> [About this exercise] Among the entries that follow, how many lines contain the string "stucco"? Answer with that number only.

==========

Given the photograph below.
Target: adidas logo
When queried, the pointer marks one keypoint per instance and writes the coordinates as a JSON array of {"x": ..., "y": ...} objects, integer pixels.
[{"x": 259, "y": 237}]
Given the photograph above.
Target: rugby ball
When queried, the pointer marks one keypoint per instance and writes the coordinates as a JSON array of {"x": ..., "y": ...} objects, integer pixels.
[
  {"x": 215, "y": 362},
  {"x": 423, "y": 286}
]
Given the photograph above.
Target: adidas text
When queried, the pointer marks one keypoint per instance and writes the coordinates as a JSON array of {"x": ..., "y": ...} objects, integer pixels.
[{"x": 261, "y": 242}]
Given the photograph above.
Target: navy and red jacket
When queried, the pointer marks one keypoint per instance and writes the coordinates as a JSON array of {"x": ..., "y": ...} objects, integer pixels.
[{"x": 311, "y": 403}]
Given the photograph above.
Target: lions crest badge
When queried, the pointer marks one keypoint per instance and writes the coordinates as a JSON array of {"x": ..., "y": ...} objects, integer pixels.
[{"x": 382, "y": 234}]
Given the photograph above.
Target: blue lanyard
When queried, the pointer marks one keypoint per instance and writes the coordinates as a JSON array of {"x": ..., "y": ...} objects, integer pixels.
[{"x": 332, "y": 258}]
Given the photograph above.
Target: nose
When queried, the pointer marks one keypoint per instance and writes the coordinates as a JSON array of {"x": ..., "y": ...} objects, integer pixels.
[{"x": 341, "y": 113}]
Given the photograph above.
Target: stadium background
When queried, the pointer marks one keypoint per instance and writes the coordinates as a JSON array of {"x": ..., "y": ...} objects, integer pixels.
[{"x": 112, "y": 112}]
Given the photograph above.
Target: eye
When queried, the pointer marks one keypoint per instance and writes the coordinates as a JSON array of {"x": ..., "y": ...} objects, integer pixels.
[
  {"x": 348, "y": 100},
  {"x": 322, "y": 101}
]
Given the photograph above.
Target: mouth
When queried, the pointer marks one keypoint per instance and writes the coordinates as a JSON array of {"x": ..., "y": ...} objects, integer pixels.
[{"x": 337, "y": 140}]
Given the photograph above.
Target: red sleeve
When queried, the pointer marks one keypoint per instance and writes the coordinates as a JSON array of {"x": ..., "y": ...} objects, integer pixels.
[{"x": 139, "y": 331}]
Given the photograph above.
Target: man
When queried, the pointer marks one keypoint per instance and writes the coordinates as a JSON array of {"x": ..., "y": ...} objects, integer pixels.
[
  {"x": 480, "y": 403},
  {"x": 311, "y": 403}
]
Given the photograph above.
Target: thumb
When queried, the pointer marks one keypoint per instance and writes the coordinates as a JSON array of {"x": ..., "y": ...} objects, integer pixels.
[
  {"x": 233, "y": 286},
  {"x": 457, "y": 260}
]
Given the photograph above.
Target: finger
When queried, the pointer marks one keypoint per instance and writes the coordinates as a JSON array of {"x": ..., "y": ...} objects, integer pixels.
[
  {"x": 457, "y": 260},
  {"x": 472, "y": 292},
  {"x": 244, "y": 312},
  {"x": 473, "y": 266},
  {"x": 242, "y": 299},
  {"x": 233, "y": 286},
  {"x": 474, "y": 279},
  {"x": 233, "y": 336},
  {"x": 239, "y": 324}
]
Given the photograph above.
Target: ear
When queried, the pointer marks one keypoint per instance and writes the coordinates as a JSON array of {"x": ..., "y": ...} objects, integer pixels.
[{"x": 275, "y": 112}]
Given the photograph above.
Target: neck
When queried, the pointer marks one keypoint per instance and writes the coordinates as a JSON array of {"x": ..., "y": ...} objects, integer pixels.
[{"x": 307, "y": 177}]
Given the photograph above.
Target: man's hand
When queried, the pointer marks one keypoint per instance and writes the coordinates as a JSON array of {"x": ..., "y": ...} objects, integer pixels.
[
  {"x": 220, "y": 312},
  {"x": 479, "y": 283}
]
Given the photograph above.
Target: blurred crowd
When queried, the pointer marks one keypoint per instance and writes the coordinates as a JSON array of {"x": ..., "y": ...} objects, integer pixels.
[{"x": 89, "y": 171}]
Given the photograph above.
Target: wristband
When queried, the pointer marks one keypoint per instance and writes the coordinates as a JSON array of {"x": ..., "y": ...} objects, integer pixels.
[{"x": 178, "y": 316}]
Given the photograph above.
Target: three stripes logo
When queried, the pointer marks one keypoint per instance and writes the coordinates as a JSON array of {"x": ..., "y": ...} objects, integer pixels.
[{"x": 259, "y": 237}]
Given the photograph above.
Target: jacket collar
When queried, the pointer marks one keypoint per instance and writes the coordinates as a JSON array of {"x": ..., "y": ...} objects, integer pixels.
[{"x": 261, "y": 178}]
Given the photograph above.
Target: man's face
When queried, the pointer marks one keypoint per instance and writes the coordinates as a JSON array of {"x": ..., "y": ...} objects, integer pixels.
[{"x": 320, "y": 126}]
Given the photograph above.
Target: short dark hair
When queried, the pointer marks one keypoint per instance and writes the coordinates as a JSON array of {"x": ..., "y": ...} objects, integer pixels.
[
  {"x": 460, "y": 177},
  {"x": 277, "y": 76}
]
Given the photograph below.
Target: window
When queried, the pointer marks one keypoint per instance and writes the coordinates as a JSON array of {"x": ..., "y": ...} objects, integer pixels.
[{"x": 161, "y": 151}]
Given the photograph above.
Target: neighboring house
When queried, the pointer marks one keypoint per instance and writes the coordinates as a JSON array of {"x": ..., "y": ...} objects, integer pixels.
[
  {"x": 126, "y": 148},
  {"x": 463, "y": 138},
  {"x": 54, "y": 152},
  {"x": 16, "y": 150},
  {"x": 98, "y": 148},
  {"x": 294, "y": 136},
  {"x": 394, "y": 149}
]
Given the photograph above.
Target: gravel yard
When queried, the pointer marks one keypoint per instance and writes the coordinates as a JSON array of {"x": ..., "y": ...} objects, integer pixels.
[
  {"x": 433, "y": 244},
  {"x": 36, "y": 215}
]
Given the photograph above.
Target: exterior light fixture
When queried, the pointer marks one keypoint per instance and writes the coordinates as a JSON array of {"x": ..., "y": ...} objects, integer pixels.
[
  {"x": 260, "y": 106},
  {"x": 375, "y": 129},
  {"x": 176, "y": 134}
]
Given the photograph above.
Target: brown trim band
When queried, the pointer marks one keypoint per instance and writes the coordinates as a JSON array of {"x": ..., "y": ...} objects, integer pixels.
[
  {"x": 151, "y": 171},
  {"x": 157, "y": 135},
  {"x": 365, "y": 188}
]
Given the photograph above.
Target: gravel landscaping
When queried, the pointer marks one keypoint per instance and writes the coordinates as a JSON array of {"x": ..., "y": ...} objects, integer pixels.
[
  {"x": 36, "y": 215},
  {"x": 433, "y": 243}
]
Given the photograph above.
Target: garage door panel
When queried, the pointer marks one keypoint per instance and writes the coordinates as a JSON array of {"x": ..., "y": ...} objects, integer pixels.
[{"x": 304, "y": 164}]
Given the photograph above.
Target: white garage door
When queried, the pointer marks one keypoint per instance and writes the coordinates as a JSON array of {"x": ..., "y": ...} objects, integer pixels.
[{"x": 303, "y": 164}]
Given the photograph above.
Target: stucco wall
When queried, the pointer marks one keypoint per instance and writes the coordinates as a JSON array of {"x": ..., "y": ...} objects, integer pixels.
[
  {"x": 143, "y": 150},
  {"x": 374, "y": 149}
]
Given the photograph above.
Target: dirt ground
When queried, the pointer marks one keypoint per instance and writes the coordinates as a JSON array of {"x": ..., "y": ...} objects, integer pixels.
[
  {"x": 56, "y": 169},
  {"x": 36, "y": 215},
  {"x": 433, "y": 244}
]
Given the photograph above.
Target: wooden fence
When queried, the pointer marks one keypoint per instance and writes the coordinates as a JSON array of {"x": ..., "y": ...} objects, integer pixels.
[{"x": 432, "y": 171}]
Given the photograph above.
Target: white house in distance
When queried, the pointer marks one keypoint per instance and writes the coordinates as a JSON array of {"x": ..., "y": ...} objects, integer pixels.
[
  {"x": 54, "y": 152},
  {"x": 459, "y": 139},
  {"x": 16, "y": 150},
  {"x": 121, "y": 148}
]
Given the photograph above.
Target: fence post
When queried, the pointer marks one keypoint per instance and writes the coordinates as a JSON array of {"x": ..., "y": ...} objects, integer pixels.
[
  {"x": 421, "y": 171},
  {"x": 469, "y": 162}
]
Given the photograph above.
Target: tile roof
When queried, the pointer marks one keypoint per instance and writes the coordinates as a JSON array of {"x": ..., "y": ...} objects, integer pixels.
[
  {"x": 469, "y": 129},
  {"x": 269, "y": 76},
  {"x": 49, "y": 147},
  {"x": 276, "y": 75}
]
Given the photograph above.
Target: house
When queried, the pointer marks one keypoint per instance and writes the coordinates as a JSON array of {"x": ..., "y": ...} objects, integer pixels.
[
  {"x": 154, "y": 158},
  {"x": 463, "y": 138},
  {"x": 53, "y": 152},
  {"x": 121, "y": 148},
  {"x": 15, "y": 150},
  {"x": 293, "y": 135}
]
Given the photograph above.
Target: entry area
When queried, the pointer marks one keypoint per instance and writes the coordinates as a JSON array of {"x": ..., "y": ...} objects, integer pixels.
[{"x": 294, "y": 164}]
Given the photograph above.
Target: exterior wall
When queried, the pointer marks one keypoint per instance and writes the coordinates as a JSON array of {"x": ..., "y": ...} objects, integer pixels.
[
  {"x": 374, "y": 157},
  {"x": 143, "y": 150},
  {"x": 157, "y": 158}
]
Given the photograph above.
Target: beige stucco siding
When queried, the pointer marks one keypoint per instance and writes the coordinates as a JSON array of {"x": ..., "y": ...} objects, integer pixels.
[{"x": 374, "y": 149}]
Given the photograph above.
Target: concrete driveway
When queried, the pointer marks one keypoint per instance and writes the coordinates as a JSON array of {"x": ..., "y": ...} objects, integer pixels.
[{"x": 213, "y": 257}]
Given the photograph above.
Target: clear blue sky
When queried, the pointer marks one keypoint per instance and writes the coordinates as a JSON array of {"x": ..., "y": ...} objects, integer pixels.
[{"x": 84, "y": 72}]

==========

> [Output below] 2